=== Point localization data ===
══════

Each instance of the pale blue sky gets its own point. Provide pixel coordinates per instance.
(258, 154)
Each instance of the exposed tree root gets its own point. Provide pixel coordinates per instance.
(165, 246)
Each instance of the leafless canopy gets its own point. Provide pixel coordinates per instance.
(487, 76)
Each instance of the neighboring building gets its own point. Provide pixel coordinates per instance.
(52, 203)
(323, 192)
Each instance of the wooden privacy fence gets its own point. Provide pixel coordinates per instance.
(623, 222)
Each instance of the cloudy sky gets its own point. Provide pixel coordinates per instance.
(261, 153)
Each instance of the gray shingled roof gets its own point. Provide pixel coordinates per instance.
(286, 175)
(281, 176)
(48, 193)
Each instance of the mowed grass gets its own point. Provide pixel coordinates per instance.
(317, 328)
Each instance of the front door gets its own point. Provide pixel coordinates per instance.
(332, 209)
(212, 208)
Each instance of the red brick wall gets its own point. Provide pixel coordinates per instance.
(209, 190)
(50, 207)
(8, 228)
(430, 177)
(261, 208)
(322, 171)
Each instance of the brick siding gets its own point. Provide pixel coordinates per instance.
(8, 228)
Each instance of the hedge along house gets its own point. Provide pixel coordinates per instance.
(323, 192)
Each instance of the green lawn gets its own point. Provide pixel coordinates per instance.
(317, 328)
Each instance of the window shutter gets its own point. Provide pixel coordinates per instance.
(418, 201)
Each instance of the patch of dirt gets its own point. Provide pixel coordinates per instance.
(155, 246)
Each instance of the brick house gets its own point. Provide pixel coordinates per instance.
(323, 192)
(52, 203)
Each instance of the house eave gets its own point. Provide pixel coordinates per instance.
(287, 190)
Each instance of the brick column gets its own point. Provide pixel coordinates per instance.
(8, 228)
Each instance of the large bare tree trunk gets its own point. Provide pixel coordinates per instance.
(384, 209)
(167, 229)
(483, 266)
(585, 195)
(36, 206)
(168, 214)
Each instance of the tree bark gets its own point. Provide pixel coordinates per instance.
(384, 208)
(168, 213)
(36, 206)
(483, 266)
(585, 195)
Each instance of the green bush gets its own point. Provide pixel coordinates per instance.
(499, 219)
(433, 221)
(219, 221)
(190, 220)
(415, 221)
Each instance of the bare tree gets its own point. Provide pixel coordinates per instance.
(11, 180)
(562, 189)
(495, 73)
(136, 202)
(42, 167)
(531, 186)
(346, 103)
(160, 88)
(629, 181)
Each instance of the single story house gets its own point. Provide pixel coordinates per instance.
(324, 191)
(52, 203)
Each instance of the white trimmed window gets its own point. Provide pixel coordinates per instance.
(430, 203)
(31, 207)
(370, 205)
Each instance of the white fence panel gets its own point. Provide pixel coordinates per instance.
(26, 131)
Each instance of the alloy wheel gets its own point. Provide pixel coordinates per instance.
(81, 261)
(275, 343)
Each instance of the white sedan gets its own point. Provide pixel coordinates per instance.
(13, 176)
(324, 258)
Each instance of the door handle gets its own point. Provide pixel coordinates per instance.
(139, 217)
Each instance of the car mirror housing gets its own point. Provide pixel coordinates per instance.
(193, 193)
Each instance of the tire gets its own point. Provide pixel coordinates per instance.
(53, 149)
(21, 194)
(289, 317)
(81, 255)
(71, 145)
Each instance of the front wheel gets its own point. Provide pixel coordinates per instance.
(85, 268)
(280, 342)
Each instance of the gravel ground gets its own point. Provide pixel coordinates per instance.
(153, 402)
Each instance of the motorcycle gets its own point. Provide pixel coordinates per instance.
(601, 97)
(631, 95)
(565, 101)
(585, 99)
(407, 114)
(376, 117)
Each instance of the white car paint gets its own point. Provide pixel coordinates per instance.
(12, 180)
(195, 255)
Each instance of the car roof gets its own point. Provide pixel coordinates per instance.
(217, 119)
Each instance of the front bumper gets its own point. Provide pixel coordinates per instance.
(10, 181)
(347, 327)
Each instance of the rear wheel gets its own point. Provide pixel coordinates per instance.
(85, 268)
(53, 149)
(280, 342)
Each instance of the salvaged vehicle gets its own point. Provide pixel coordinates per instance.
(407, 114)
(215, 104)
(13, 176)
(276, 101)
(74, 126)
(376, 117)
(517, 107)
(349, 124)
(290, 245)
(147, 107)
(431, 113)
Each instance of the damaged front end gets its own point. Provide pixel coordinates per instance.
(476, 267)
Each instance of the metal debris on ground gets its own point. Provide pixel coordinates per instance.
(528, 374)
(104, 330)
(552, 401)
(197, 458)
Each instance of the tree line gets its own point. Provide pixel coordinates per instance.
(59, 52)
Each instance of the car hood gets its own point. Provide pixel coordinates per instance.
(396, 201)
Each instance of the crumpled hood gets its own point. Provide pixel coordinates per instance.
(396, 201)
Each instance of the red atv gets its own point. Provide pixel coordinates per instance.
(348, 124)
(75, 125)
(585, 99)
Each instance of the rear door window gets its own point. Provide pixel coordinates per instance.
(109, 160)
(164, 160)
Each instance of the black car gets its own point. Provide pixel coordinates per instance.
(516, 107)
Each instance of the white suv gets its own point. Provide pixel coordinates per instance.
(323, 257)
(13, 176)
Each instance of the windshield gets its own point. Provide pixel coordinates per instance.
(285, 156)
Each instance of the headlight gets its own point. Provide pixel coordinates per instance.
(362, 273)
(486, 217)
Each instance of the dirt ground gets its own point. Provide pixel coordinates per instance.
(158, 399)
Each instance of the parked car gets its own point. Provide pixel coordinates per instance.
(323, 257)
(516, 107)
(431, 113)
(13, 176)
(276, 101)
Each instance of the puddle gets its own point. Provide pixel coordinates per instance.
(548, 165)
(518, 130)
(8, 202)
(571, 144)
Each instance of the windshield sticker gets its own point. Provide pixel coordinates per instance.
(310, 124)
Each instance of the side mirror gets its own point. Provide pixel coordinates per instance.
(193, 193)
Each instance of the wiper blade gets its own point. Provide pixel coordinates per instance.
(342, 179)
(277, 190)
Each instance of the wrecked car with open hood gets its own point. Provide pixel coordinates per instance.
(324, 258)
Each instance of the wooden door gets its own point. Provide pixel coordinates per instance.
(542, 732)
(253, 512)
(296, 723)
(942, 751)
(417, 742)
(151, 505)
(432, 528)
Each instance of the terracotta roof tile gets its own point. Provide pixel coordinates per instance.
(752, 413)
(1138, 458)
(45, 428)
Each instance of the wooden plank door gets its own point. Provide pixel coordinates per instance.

══════

As the exercise requires, copy out the data shown above word for word.

=== Response ===
Each instance of the pale blue sky gets its own point. Provide pixel coordinates per instance.
(258, 154)
Each instance of the exposed tree root gets its own point. Provide pixel coordinates per instance.
(165, 246)
Each instance of the leafless canopy gets its own point. Provide pixel coordinates per instance.
(487, 76)
Each instance of the neighboring building gets its own point. Provide pixel coordinates per instance.
(52, 203)
(323, 192)
Each instance of the wooden privacy fence gets its own point. Provide pixel coordinates per instance.
(623, 222)
Each instance of the cloudy sky gets its own point. Provide pixel coordinates per instance.
(261, 153)
Each instance of the gray shingled roof gets its own point. Provide pixel coordinates per instance.
(286, 175)
(281, 176)
(48, 193)
Each instance of the mowed grass gets its own point. Provide pixel coordinates per instance.
(317, 328)
Each instance of the front door gets its own point. Provide pixel coordinates per instance.
(332, 209)
(212, 208)
Each instance of the red brick wall gets its own point. Provide pixel coordinates per instance.
(209, 190)
(50, 207)
(8, 228)
(430, 177)
(261, 208)
(322, 171)
Each instance of the brick siding gets its own point. Provide pixel coordinates per instance.
(8, 228)
Each instance of the hedge along house gets its own point. Provide pixel coordinates per instance.
(323, 192)
Each instance of the green lawn gets its own point. Provide pixel coordinates per instance.
(317, 328)
Each instance of the window shutter gets its own point. Provide pixel coordinates per instance.
(418, 201)
Each instance of the patch of dirt gets its own point. Provide pixel coordinates per instance.
(155, 246)
Each instance of the brick house gets its own point. Provide pixel coordinates per instance.
(323, 192)
(52, 203)
Each instance of the house eave gets its own point. Provide pixel coordinates per instance.
(287, 190)
Each instance of the brick column gets its own point. Provide pixel coordinates per instance.
(8, 228)
Each instance of the large bare tree trunk gets its own point. Provide pixel coordinates per instance.
(384, 209)
(167, 229)
(483, 266)
(585, 195)
(36, 206)
(168, 214)
Each instance of the tree bark gets its own point. Provide pixel coordinates per instance.
(384, 208)
(168, 213)
(36, 206)
(483, 266)
(585, 195)
Each instance of the green bush gets its own point. Provide pixel coordinates per instance.
(499, 219)
(433, 221)
(219, 221)
(190, 220)
(415, 221)
Each instance of the bare tree gets its own point. Provide pixel coordinates per instance.
(11, 180)
(562, 189)
(495, 73)
(136, 202)
(42, 167)
(531, 186)
(346, 103)
(160, 88)
(629, 181)
Each instance of the single story house gets its own point. Provide pixel coordinates per instance.
(324, 191)
(52, 203)
Each instance of the white trimmed window gets its own point. Provide pixel coordinates per instance.
(430, 203)
(31, 207)
(370, 205)
Each instance of the white fence panel gets its own point. Provide pixel coordinates per instance.
(26, 131)
Each instance of the alloy wheel gets its own point. Provide pixel coordinates per instance.
(81, 261)
(275, 343)
Each instance of the white sedan gets its own point. Provide pixel coordinates per instance.
(13, 176)
(324, 258)
Each instance of the door handle gets its own point. Provide pixel coordinates per instance.
(139, 217)
Each instance of the car mirror housing gets its own point. Provide pixel coordinates per instance.
(193, 193)
Each instance of the tire gets its own point. Provide pixel coordinates per instance.
(53, 149)
(21, 194)
(289, 317)
(81, 255)
(71, 145)
Each instance of the front wheel gets its own point. Provide pixel coordinates per instance.
(85, 268)
(280, 342)
Each instance of the gravel ground gets its own point. Provide pixel coordinates per instance.
(153, 402)
Each instance of the motorcycle gets its own point. Provide pixel coordinates per instance.
(601, 97)
(631, 95)
(565, 101)
(585, 99)
(407, 114)
(376, 117)
Each instance of the white car paint gets its own point. Provide pixel coordinates per instance.
(12, 180)
(195, 255)
Each instance of the car roof gets its own point. Provide pixel coordinates per instance.
(217, 119)
Each instance of the front bumper gets its own point. Provide pixel coordinates per instance.
(10, 181)
(347, 327)
Each instance of the rear wheel gets its own point. Provide pixel coordinates per instance.
(85, 268)
(53, 149)
(280, 342)
Each instance of the salvaged vehicle gets its own point. Provide pixel coordinates per instance.
(407, 114)
(215, 104)
(13, 176)
(276, 101)
(74, 126)
(376, 117)
(517, 107)
(349, 124)
(290, 245)
(147, 107)
(431, 113)
Each instance of the damaged front end gets its own point. Provide pixel coordinates per instance.
(476, 267)
Each instance of the metal debris on ground gets its own point. Provide pixel coordinates per instance.
(528, 374)
(104, 330)
(552, 401)
(197, 458)
Each instance of the tree line gets its own point. Provide pixel coordinates per instance.
(59, 52)
Each instance of the car hood gets its own point. Provide pixel coordinates per instance.
(396, 201)
Each instance of the crumpled hood gets its own point. Provide pixel coordinates per instance.
(396, 201)
Each instance of the red atv gets its own point. Provide pixel coordinates per instance.
(348, 124)
(75, 125)
(585, 99)
Each instance of the rear door window gets its own point. Provide pixel coordinates per instance.
(109, 160)
(164, 160)
Each instance of the black car gets its own point. Provide pixel coordinates per instance.
(516, 107)
Each instance of the white suv gets its own point. Provide pixel coordinates per instance.
(323, 257)
(13, 176)
Each instance of the windshield gets its own point. Provide pixel coordinates per instance.
(285, 156)
Each instance of the headlight gets its own point. Provide pixel coordinates per instance.
(362, 273)
(486, 217)
Each instance of the dirt ground gets its own point. Provide pixel coordinates per instance.
(158, 399)
Each instance of the parked car gets its own point. Provide pixel coordinates per instance.
(323, 257)
(516, 107)
(431, 113)
(13, 176)
(276, 101)
Each instance of the puddle gets its own point. Provide pixel coordinates per instance.
(548, 165)
(518, 130)
(8, 202)
(571, 144)
Each instance of the windshield sticker gets its own point. Provide pixel coordinates per instance.
(310, 124)
Each instance of the side mirror gets its own point. Provide pixel coordinates per instance.
(193, 193)
Each instance of the wiper blade gets its own point. Provide pixel coordinates per instance.
(342, 179)
(277, 190)
Each instance of the wrecked car with open hood gets its own point. Provide pixel coordinates per instance.
(324, 258)
Each instance of the wooden door gets its own point. Provide pixel coordinates per instance.
(542, 732)
(253, 512)
(296, 723)
(942, 751)
(417, 742)
(151, 505)
(432, 528)
Each instance of the terracotta roof tile gets its own point. Provide pixel coordinates per instance.
(752, 413)
(1138, 458)
(45, 428)
Each instance of the wooden plank door gets its own point. Provide pixel coordinates per instance.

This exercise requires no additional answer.